Top of Data
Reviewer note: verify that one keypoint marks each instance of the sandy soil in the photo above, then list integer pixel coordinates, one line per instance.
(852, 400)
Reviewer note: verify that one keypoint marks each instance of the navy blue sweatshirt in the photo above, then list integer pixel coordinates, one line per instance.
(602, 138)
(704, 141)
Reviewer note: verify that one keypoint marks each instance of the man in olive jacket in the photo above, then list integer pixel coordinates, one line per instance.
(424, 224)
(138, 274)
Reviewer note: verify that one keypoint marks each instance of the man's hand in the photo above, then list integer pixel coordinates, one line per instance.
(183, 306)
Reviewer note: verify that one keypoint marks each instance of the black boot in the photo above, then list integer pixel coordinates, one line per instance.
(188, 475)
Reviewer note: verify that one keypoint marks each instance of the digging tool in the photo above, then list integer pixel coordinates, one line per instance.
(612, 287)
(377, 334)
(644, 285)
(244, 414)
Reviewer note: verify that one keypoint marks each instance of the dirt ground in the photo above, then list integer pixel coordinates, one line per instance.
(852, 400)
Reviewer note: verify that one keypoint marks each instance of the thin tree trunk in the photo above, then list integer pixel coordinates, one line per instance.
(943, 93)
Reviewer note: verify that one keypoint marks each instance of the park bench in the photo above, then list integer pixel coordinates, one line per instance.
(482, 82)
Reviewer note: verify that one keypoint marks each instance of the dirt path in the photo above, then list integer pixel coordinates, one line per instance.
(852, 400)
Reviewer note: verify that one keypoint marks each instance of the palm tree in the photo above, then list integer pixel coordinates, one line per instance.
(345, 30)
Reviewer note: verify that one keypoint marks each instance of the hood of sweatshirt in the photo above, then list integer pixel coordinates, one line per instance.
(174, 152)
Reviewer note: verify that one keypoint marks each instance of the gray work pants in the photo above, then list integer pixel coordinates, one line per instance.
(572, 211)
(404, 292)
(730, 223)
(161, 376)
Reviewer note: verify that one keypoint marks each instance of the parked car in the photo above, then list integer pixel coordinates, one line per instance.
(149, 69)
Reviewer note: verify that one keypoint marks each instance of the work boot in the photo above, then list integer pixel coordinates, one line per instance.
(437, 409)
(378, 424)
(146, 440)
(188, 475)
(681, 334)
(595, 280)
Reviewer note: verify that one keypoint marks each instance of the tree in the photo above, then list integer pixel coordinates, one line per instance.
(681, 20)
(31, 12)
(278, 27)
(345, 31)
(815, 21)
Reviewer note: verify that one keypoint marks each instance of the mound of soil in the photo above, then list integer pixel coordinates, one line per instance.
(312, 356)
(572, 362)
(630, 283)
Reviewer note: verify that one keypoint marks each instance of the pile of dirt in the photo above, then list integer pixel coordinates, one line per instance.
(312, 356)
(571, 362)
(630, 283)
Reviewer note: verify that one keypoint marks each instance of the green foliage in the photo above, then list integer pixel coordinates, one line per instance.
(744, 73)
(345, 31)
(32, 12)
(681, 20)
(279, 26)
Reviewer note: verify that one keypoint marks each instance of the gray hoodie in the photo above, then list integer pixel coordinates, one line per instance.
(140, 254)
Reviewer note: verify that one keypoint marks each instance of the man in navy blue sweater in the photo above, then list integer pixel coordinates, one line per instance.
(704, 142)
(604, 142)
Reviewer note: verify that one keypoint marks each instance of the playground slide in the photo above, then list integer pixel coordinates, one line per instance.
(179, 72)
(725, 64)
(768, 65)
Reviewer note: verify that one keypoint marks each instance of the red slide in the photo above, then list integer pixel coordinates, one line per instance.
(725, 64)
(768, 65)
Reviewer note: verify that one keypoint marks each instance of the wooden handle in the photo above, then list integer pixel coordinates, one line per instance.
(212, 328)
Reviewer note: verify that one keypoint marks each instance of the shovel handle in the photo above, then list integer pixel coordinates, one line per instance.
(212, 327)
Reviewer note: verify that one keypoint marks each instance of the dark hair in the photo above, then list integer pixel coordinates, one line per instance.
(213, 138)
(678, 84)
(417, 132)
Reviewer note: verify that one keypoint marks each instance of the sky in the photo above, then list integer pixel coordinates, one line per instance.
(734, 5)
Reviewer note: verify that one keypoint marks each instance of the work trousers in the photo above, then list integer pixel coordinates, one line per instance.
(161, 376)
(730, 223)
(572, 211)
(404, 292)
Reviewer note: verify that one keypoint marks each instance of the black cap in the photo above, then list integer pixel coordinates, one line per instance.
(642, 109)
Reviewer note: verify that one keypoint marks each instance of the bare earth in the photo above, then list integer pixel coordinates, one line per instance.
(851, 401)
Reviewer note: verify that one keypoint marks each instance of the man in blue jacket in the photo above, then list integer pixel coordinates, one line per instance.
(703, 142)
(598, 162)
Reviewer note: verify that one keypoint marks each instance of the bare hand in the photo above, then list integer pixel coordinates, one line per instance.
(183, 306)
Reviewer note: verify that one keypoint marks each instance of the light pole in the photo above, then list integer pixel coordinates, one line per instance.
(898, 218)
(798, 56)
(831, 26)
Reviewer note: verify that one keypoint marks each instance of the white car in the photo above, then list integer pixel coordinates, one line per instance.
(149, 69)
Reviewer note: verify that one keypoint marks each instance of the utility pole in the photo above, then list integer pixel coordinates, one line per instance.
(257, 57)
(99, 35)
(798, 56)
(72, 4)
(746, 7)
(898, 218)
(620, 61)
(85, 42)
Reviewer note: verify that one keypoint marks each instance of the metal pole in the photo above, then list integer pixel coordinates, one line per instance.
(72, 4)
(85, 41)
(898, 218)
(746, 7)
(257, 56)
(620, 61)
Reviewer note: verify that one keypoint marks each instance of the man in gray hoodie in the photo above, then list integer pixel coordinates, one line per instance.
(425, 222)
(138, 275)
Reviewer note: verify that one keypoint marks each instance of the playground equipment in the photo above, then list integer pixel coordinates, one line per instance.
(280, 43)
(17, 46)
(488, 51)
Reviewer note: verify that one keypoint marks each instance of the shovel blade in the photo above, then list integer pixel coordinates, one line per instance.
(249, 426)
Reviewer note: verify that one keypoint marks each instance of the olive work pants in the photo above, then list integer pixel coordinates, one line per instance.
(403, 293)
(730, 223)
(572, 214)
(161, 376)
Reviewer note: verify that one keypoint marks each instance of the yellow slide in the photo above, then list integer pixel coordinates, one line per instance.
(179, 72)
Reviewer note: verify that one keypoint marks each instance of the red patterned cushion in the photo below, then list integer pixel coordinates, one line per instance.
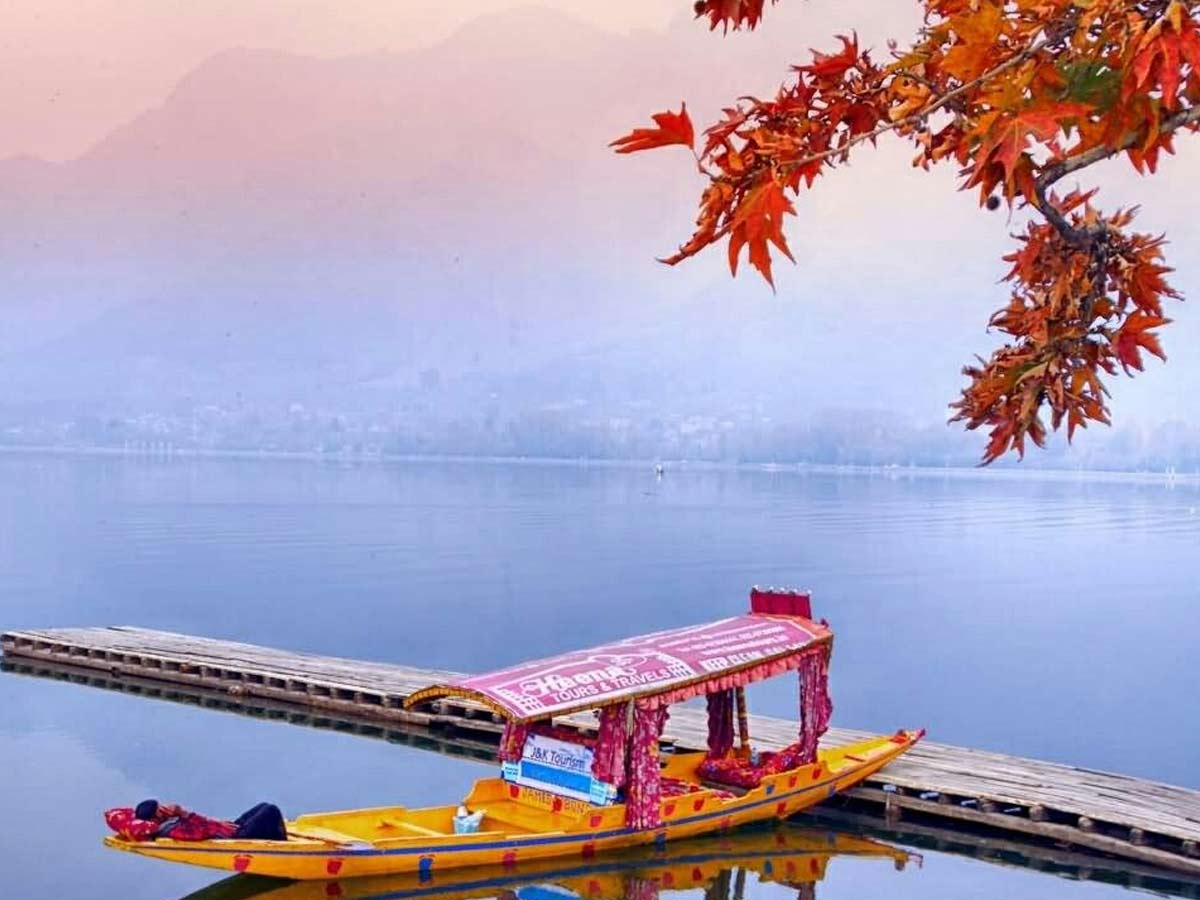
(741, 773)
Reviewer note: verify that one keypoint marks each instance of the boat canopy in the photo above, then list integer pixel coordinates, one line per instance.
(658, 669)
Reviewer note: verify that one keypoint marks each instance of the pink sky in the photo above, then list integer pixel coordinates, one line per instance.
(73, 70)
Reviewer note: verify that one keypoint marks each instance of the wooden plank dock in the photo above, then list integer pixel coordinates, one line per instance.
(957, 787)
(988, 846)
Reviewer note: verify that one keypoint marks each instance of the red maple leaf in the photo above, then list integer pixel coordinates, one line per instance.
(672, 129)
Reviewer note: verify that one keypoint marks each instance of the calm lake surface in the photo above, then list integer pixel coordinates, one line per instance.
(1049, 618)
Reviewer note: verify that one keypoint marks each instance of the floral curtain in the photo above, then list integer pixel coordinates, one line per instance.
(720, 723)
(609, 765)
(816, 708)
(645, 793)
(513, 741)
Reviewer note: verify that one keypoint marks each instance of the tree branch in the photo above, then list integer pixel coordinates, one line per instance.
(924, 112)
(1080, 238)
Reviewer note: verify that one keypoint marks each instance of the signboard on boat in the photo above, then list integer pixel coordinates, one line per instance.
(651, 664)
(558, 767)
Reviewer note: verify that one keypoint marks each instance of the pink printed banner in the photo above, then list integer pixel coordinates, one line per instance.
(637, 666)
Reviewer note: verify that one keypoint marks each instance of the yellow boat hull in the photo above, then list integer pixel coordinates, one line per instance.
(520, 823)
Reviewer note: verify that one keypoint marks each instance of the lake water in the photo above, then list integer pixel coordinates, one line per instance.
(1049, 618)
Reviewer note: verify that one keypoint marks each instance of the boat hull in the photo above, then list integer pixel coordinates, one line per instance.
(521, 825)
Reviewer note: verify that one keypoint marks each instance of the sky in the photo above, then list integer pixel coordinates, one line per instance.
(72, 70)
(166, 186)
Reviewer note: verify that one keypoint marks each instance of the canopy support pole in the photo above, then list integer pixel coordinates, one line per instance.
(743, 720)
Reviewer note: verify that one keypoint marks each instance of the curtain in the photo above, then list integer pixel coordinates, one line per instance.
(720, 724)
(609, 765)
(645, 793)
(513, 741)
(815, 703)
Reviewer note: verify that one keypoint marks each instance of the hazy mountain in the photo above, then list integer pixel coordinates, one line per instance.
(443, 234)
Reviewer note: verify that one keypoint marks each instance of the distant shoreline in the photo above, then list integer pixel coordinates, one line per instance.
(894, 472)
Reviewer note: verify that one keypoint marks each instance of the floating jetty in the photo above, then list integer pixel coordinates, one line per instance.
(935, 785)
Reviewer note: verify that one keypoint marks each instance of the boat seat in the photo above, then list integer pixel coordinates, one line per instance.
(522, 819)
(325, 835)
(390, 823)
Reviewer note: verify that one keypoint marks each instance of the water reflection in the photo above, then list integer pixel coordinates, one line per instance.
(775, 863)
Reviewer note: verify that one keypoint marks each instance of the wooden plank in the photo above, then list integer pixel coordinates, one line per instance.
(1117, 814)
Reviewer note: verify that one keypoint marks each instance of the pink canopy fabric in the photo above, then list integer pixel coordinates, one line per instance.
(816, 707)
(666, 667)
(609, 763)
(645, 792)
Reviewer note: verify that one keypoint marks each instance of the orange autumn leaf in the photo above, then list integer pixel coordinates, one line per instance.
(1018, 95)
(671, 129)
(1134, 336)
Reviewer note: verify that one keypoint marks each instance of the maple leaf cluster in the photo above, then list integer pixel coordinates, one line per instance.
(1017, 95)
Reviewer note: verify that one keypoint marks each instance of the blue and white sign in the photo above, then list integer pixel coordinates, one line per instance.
Bottom of Data
Top of Data
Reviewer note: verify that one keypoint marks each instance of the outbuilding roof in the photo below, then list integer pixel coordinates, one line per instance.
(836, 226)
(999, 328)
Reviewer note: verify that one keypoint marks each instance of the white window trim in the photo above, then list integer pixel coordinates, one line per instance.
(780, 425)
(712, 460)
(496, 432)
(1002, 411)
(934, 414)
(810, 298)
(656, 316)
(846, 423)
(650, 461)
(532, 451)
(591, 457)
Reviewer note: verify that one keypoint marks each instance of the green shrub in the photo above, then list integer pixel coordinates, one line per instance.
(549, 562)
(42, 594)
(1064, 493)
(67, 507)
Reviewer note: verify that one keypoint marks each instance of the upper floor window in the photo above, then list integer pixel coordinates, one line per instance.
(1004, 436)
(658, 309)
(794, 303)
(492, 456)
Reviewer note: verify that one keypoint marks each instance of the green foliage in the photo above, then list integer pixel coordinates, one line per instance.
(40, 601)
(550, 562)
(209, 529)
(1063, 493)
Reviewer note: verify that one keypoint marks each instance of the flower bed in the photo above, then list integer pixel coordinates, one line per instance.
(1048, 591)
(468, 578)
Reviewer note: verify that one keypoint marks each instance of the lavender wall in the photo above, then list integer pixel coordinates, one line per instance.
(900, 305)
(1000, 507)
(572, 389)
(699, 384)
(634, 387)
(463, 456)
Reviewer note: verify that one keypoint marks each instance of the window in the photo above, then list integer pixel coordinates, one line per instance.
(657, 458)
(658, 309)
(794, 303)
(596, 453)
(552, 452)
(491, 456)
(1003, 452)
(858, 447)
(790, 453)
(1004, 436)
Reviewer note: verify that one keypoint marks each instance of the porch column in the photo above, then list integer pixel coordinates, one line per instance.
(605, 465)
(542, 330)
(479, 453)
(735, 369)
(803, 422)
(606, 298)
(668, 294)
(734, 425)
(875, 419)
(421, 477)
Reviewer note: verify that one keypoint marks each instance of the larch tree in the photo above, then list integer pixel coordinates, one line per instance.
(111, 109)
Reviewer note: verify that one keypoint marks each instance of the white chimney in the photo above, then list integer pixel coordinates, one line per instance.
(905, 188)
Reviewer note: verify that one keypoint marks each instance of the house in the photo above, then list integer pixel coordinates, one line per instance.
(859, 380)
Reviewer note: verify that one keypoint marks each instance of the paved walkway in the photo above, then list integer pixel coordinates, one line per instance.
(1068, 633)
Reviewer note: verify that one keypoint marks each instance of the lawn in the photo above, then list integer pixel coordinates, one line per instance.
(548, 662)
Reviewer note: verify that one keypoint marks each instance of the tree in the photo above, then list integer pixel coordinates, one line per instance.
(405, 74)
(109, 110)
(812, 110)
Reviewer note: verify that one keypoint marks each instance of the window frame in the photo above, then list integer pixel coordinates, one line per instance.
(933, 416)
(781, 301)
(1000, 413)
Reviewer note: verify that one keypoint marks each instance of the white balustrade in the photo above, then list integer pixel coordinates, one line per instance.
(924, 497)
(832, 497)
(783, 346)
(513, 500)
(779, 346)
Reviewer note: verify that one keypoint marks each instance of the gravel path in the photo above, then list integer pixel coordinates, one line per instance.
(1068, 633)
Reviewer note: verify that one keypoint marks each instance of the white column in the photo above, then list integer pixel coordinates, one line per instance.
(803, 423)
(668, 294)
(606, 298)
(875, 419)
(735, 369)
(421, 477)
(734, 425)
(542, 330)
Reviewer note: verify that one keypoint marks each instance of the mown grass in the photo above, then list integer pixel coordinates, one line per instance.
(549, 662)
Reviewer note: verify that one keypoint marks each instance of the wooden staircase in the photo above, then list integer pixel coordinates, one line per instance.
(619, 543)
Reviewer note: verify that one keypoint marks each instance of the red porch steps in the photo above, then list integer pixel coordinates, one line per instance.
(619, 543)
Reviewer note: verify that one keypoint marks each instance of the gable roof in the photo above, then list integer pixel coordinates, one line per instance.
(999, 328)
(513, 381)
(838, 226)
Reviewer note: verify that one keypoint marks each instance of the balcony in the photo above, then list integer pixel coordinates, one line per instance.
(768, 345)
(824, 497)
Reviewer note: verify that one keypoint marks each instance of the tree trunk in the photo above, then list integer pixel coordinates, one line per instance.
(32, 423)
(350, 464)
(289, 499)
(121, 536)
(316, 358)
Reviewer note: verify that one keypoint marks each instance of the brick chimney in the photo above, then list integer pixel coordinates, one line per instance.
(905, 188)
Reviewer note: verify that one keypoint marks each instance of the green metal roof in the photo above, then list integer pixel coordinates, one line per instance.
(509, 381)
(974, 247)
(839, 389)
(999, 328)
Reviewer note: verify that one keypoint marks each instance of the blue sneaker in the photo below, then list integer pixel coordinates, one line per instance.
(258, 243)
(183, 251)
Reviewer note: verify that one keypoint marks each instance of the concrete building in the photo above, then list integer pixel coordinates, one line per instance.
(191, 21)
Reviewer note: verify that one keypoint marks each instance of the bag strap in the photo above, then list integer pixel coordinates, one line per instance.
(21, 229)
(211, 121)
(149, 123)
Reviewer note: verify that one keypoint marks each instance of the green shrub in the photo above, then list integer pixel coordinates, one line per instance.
Bottom of Data
Top of Data
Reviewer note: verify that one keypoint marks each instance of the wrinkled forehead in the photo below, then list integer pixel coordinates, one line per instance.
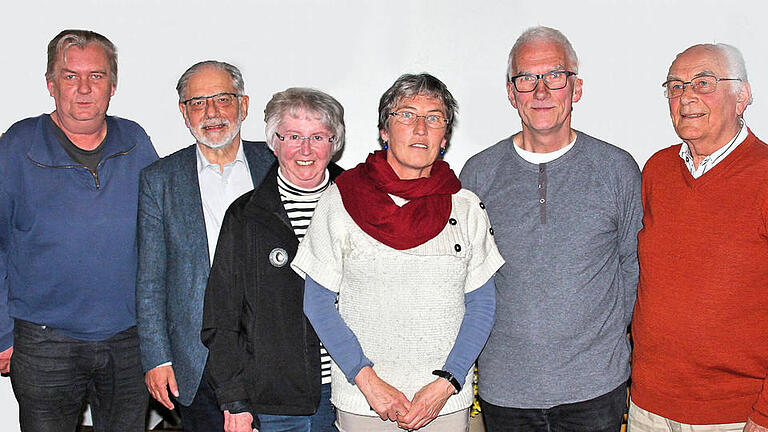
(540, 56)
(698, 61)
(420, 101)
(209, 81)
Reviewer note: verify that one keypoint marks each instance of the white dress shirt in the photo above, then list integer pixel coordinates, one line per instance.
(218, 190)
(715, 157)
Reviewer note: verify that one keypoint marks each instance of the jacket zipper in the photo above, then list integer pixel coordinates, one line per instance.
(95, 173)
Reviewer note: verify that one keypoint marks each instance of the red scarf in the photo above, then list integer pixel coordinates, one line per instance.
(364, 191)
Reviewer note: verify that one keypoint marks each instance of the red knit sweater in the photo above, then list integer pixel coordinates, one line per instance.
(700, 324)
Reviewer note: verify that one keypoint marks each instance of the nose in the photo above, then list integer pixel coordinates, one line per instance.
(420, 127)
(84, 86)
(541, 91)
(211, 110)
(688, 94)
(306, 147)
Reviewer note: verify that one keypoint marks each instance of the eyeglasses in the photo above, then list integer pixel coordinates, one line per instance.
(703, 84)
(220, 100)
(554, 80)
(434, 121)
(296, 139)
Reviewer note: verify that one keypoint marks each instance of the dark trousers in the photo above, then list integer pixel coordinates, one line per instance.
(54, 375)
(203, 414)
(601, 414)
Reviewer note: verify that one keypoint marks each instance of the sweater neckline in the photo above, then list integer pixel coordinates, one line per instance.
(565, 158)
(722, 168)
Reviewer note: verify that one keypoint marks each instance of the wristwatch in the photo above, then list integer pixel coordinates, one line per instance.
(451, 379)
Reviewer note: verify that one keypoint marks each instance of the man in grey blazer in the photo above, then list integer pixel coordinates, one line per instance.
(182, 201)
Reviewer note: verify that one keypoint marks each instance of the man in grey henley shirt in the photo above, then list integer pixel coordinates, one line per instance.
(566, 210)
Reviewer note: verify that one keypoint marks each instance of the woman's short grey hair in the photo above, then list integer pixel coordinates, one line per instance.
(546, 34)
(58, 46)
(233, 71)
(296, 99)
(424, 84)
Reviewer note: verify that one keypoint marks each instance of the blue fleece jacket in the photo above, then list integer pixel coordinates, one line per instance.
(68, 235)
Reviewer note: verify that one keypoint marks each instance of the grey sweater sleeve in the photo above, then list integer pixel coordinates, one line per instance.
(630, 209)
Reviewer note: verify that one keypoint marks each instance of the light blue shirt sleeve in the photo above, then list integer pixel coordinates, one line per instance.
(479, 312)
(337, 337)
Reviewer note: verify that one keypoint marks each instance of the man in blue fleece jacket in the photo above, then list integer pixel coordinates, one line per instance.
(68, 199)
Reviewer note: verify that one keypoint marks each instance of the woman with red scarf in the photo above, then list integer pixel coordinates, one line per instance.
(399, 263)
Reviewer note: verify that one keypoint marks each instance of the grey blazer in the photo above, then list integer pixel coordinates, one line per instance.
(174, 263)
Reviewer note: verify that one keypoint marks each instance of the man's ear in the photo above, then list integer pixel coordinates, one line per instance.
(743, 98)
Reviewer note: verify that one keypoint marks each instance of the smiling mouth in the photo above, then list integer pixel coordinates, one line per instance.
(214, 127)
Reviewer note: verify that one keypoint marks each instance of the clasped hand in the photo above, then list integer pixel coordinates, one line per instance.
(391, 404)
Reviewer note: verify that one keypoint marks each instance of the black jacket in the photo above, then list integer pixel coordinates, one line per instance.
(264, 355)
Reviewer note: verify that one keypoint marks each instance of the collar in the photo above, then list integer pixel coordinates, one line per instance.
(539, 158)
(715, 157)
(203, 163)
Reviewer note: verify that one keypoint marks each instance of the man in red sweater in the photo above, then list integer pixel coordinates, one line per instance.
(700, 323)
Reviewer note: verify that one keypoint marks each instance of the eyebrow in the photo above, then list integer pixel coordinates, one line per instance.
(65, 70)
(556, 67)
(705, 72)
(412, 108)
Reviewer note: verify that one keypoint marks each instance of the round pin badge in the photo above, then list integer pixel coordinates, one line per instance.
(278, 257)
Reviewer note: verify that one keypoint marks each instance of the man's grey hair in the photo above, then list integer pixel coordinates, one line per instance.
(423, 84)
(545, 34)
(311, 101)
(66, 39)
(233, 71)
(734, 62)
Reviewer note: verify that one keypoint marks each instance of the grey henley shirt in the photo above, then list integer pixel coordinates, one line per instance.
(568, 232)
Bottom of Data
* _Exercise prompt_
Copy range, inclusive: the line holding "of the water" to the line holding "the blue and". Reproduce exactly those lines of the records above and no others.

* _Expected answer_
Reviewer note: verify that one keypoint marks each instance of the water reflection in the photo above, then list integer pixel coordinates, one line per instance.
(775, 863)
Reviewer note: verify that one keypoint marks each instance of the wooden plank in the photo above, then list integer pixel coordinates, one line per instance.
(1117, 814)
Reviewer note: verify that one keypoint marks each instance of the pink canopy fabric in the photo above, then list integer pixel coordinates, one line per instance.
(816, 707)
(666, 667)
(609, 763)
(645, 792)
Reviewer note: verify that one keypoint marks each instance of the orange autumn leaf in the photo above, then list integer pixel coordinates, one line per instance.
(1018, 95)
(671, 129)
(1134, 336)
Reviewer note: verify that one keypoint marks each instance of the maple leaf cluster in the photo above, then list integer pixel coordinates, one line per instance.
(1017, 95)
Reviewer note: verify that one keypoint marks each instance of the blue and white sign in the photo above, then list integer pixel coordinates, one line per instance.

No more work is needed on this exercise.